## Start SOURCE RECORDS

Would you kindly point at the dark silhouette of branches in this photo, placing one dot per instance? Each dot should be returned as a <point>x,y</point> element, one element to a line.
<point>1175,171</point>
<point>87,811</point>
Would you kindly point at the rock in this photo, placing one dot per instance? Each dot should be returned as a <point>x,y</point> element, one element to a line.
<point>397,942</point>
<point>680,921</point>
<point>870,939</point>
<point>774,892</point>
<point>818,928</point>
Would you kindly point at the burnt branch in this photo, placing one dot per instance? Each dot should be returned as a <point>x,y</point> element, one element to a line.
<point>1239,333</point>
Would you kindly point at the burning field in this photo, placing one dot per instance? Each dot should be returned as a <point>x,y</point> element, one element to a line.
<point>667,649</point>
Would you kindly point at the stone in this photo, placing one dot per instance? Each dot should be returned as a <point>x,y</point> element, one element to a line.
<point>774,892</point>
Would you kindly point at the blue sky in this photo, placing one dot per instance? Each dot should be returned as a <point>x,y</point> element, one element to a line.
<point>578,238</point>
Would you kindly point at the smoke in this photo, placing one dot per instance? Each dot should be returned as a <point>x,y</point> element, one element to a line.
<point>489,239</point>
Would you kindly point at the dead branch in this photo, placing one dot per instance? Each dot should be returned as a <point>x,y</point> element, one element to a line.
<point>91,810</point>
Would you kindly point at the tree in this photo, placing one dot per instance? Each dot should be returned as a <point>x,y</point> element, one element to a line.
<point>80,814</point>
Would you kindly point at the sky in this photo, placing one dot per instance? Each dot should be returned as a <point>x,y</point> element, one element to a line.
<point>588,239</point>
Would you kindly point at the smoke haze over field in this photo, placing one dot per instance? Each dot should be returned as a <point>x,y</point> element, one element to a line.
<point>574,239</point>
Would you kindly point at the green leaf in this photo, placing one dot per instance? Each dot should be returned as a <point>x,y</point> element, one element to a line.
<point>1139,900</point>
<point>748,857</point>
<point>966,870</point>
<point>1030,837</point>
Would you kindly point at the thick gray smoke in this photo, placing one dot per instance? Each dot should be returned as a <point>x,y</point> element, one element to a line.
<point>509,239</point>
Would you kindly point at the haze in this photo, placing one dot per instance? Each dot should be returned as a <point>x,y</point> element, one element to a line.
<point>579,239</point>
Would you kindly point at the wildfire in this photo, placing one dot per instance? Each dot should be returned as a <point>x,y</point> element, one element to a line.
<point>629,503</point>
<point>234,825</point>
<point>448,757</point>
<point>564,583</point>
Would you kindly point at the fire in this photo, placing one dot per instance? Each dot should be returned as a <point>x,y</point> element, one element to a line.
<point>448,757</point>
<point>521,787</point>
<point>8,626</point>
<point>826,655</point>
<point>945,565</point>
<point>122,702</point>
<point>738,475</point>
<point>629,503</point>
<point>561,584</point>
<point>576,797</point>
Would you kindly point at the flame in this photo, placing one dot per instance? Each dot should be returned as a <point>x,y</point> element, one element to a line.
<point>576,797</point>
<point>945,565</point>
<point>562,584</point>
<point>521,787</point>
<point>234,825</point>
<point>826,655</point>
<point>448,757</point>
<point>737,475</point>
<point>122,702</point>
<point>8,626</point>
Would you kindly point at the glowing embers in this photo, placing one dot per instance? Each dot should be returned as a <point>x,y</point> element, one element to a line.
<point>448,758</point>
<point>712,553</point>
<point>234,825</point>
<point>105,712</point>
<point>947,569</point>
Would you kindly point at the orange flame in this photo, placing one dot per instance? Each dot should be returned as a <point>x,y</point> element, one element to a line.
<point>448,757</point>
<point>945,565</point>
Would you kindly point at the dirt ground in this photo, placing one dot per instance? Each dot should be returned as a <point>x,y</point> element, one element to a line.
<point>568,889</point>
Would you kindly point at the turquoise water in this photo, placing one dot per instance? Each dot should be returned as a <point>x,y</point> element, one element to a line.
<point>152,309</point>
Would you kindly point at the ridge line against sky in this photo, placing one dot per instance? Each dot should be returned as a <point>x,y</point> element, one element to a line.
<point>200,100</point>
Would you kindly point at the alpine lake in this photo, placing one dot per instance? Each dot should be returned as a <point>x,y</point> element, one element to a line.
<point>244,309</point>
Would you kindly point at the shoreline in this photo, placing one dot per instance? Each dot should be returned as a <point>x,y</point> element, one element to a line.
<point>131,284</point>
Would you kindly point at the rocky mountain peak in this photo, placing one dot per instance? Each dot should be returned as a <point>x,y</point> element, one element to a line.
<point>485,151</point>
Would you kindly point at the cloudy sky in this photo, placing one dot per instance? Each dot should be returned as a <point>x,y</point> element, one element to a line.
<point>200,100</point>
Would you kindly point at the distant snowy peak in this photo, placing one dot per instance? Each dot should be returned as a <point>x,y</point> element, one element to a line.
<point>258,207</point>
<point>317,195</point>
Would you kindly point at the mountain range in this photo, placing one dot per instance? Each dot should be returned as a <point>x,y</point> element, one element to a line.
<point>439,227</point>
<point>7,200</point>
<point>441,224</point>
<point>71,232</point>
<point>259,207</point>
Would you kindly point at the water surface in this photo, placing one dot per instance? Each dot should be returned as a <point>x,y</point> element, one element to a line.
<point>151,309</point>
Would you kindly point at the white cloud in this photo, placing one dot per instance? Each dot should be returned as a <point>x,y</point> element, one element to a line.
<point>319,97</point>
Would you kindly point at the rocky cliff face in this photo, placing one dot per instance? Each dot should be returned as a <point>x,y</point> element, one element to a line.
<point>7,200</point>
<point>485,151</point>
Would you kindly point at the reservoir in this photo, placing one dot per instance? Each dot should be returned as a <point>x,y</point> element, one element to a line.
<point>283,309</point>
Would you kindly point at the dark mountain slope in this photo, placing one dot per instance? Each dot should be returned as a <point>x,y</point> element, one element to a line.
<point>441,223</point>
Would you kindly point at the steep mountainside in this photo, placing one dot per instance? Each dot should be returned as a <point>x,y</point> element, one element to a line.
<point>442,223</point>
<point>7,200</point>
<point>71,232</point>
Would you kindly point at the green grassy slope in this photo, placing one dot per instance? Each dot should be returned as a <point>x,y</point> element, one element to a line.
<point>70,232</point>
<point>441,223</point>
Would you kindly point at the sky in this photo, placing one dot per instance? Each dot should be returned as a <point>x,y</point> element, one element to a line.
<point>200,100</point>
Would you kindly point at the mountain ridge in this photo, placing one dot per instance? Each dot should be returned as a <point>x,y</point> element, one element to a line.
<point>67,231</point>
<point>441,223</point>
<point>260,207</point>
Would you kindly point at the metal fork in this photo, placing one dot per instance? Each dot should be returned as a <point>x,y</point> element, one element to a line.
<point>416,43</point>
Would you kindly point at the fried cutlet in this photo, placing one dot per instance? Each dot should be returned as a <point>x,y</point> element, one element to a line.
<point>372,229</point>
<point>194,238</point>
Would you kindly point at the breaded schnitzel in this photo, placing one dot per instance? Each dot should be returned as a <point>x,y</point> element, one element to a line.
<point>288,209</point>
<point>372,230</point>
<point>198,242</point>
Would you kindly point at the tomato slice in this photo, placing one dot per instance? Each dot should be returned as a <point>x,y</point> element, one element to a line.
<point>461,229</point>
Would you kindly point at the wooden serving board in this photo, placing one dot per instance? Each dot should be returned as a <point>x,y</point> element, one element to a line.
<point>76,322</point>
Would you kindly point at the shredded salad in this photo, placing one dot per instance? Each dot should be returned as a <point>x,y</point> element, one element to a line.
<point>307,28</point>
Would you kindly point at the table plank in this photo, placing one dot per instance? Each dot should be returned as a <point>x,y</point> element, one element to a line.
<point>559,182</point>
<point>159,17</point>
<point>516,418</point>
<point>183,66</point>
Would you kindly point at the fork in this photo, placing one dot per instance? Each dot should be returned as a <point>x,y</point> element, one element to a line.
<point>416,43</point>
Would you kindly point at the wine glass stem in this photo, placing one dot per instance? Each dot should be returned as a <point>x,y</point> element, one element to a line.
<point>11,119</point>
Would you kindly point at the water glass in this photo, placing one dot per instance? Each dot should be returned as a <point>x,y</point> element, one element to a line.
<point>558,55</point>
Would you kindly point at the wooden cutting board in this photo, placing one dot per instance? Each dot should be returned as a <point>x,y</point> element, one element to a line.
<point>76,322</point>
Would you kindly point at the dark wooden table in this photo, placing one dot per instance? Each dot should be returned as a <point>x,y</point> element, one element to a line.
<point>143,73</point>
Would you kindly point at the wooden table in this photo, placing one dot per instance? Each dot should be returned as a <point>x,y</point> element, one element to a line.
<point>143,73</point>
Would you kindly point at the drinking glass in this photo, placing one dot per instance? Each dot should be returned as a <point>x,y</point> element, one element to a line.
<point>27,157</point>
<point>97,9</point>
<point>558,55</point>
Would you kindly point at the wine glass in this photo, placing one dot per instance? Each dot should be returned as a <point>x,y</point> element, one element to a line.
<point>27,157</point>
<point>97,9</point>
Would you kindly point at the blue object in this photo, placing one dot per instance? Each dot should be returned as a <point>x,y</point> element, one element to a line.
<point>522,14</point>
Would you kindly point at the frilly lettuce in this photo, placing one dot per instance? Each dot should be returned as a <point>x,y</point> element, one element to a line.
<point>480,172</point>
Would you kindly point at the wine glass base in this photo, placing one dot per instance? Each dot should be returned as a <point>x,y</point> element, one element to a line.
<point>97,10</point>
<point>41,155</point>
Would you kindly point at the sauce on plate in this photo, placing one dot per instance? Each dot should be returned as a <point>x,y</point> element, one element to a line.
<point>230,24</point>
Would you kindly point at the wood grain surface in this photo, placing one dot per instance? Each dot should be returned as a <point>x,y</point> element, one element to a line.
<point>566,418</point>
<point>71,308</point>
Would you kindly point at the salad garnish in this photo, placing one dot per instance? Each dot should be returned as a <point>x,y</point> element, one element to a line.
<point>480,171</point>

## End SOURCE RECORDS

- GIVEN REQUEST -
Can you copy, word for word, only the part of the data above that opens with the line containing "Would you kindly point at the burning" and closes with the line containing "<point>489,239</point>", including both of those lines?

- THE SOLUTION -
Would you kindly point at the burning field in this photo, placing one dot per instance? Each dot should be returned as a <point>x,y</point> element, one element to a line.
<point>667,649</point>
Would you kindly point at the stone in this photo, placing one dot per instance? Each dot should be returned as a <point>x,y</point> element, one element to a line.
<point>774,892</point>
Would you kindly point at the blue sky in this photo, placing one dot per instance? Each dot should be returned as a <point>x,y</point> element, one element to a line.
<point>578,238</point>
Would you kindly point at the smoke in this photo, placing one dot per instance? Each dot should be returned as a <point>x,y</point> element, one element to a line.
<point>489,239</point>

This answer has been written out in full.